[BEGIN EXTRACTED INFORMATION]

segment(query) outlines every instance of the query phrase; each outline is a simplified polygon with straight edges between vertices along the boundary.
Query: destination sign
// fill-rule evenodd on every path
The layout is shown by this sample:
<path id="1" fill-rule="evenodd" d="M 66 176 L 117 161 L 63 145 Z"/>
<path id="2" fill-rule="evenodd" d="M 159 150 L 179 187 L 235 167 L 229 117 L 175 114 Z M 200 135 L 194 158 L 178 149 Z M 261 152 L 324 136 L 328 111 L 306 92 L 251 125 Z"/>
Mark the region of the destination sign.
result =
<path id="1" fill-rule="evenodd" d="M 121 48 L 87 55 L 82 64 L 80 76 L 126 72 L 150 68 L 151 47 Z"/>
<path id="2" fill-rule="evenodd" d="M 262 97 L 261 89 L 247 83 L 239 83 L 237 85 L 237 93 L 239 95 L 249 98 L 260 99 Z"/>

[END EXTRACTED INFORMATION]
[BEGIN EXTRACTED INFORMATION]

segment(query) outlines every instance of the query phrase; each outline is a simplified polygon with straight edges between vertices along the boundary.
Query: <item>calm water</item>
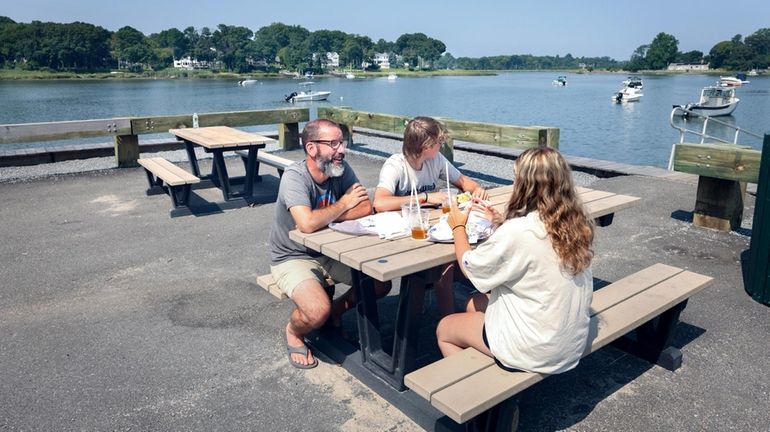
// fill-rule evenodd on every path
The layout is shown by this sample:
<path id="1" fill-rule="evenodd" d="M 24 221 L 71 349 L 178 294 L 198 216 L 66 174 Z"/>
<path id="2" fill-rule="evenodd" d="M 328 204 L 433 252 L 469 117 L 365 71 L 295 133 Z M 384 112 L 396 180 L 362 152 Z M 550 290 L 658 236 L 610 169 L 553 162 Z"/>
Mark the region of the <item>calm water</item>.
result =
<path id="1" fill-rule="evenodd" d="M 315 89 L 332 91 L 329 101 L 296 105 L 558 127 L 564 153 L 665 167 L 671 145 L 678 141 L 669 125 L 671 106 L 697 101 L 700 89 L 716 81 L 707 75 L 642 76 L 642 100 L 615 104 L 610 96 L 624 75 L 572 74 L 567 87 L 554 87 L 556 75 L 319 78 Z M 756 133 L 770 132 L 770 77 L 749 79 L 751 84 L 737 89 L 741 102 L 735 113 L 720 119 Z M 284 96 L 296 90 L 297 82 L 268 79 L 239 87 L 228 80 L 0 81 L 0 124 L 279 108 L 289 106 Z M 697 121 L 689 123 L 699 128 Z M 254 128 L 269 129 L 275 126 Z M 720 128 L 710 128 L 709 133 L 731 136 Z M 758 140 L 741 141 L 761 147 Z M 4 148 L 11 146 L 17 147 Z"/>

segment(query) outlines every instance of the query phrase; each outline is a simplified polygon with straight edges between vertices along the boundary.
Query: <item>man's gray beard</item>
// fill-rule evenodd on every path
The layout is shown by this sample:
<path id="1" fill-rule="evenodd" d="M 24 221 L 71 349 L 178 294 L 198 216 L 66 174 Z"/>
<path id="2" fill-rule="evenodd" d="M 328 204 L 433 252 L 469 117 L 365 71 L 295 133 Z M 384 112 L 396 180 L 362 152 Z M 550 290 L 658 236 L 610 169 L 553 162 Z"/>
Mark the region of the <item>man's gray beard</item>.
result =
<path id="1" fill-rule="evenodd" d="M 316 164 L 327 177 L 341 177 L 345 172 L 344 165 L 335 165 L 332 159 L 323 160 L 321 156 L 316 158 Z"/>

[END EXTRACTED INFORMATION]

__EXERCISE DETAILS__. Please pick out every line above that contains the word "destination" and copy each one out. Case counts.

__SOLUTION BELOW__.
Query: destination sign
Mark the region of the destination sign.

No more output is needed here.